==== EXERCISE MATERIALS ====
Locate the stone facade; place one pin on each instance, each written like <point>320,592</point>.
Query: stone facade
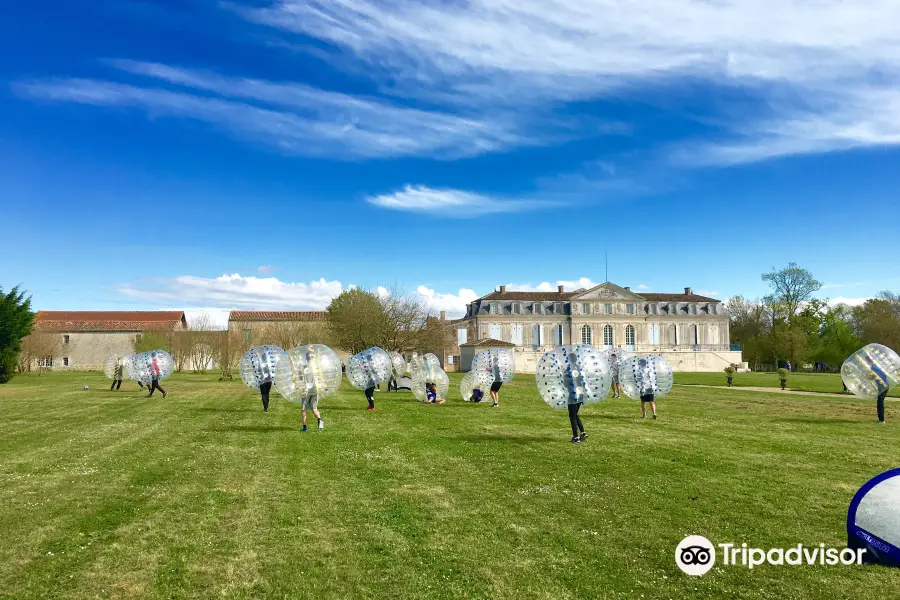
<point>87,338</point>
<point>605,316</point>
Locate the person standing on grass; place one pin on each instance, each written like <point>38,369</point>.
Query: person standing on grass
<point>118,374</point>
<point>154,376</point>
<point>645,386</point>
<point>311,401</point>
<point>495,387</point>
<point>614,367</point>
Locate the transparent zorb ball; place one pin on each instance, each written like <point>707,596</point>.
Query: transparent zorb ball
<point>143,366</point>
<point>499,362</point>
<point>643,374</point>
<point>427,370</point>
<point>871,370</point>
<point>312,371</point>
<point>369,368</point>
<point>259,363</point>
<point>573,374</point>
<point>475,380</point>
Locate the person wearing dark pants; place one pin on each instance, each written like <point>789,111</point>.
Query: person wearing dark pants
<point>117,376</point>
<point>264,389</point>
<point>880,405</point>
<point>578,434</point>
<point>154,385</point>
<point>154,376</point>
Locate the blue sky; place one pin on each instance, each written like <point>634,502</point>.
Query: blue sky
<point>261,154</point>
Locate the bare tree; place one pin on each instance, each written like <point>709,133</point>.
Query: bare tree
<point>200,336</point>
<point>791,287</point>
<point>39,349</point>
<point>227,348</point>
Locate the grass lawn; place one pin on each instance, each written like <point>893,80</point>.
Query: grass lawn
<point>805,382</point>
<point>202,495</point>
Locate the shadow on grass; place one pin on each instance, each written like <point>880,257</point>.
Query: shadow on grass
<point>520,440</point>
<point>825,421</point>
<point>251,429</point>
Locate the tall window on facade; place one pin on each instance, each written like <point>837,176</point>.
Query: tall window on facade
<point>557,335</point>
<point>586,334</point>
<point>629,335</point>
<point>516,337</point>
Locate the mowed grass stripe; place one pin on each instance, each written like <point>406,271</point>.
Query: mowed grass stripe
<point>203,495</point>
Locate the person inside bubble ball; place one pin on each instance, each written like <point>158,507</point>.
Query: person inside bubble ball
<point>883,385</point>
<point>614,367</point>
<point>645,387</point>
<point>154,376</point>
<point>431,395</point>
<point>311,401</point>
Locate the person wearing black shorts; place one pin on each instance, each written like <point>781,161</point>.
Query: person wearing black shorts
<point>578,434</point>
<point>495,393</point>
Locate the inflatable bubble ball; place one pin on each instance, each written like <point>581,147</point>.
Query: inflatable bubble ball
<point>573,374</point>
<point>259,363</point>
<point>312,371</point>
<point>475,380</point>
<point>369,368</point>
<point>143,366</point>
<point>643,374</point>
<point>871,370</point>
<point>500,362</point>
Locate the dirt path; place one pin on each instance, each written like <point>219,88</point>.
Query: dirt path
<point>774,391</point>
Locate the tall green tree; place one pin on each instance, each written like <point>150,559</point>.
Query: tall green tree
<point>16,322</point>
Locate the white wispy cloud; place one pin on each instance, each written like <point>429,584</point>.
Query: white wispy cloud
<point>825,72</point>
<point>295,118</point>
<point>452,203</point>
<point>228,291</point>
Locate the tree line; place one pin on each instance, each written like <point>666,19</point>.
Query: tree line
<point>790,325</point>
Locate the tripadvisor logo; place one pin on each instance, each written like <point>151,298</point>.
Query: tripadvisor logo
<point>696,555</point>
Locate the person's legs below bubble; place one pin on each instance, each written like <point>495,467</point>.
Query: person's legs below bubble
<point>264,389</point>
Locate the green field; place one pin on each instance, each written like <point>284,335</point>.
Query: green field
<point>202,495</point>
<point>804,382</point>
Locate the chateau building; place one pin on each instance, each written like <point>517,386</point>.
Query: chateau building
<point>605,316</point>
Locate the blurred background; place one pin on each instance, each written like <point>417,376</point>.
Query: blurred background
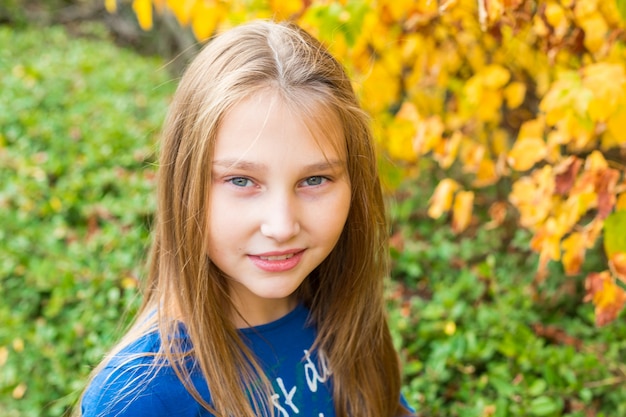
====
**DIRECTIONS FOR THIS TASK**
Arrange every line of the entries above as a numbered list, omitting blank lines. Leave the pictures out of your answer.

**EXERCISE ANSWER**
1. Locate the stone facade; place one pin on each instance, each written like <point>320,592</point>.
2. Query: stone facade
3. <point>87,338</point>
4. <point>605,316</point>
5. Locate the person standing on grass; place one pin on each instance, each written like <point>38,369</point>.
6. Query: person standing on grass
7. <point>118,374</point>
8. <point>154,376</point>
9. <point>645,386</point>
10. <point>311,401</point>
11. <point>495,387</point>
12. <point>614,367</point>
13. Locate the transparent zorb ball; place one pin on each instance, each written like <point>707,596</point>.
14. Query: transparent zorb ball
15. <point>143,366</point>
16. <point>499,362</point>
17. <point>643,374</point>
18. <point>427,370</point>
19. <point>871,370</point>
20. <point>312,371</point>
21. <point>369,368</point>
22. <point>259,363</point>
23. <point>573,374</point>
24. <point>475,380</point>
25. Locate the person wearing dark pants; place one pin on each instance, each written like <point>789,111</point>.
26. Query: person wearing dark pants
27. <point>117,376</point>
28. <point>264,389</point>
29. <point>880,405</point>
30. <point>578,434</point>
31. <point>154,385</point>
32. <point>154,376</point>
33. Locate the blue sky; place one pin on each instance, each written like <point>634,502</point>.
34. Query: blue sky
35. <point>261,154</point>
36. Locate the bare tree; place one pin on each instance, each written like <point>709,133</point>.
37. Query: bare tree
38. <point>200,336</point>
39. <point>791,287</point>
40. <point>39,349</point>
41. <point>227,348</point>
42. Locate the grass lawn; place one pin on each instance, each written like <point>893,80</point>.
43. Query: grass lawn
44. <point>805,382</point>
45. <point>202,495</point>
46. Locate the shadow on grass; place one pin on each instance, each written like <point>880,257</point>.
47. Query: shadow on grass
48. <point>520,440</point>
49. <point>825,421</point>
50. <point>251,429</point>
51. Locate the tall window on facade; place one pin on each instance, each written like <point>837,176</point>.
52. Query: tall window on facade
53. <point>557,335</point>
54. <point>586,334</point>
55. <point>629,335</point>
56. <point>516,337</point>
57. Locate the mowed grass stripe; place one pin on each instance, each written like <point>406,271</point>.
58. Query: mowed grass stripe
59. <point>203,495</point>
60. Locate the person inside bubble ball; place one pin on each instance, each written like <point>158,507</point>.
61. Query: person inside bubble ball
62. <point>883,385</point>
63. <point>614,367</point>
64. <point>645,387</point>
65. <point>154,376</point>
66. <point>431,395</point>
67. <point>311,401</point>
68. Locate the person wearing black shorts; place one pin on each instance, each written like <point>781,161</point>.
69. Query: person wearing black shorts
70. <point>578,434</point>
71. <point>495,393</point>
72. Locate the inflatable bubble ball; place one pin on each instance, each written like <point>581,147</point>.
73. Query: inflatable bubble ball
74. <point>573,374</point>
75. <point>259,363</point>
76. <point>312,371</point>
77. <point>475,380</point>
78. <point>369,368</point>
79. <point>143,366</point>
80. <point>643,374</point>
81. <point>871,370</point>
82. <point>500,362</point>
83. Locate the dirt path; place one pin on each instance, each written like <point>219,88</point>.
84. Query: dirt path
85. <point>774,391</point>
86. Locate the tall green tree; place one pin on each instance, each written like <point>150,559</point>.
87. Query: tall green tree
88. <point>16,322</point>
89. Locate the white wispy cloud; place one pin on each instance, each written like <point>429,584</point>.
90. Query: white wispy cloud
91. <point>825,72</point>
92. <point>295,118</point>
93. <point>452,203</point>
94. <point>228,291</point>
95. Locate the tree line; place one pin on each instance, each written like <point>666,19</point>.
96. Query: tree line
97. <point>790,325</point>
98. Locate the tripadvisor logo; place one pin on each instance, each written like <point>151,298</point>.
99. Query: tripadvisor logo
100. <point>696,555</point>
101. Locate the person's legs below bubble; place one pin on each instance, each written like <point>495,467</point>.
102. Query: person's legs below bubble
103. <point>264,389</point>
104. Locate the green field; place one pin on each instance, each written like <point>284,335</point>.
105. Query: green field
106. <point>202,495</point>
107. <point>804,382</point>
108. Locate the chateau building; place one pin on each instance, each written like <point>517,386</point>.
109. Query: chateau building
110. <point>605,316</point>
111. Locate the blurred background; place one pin on each instance, each written like <point>417,376</point>.
112. Query: blurred background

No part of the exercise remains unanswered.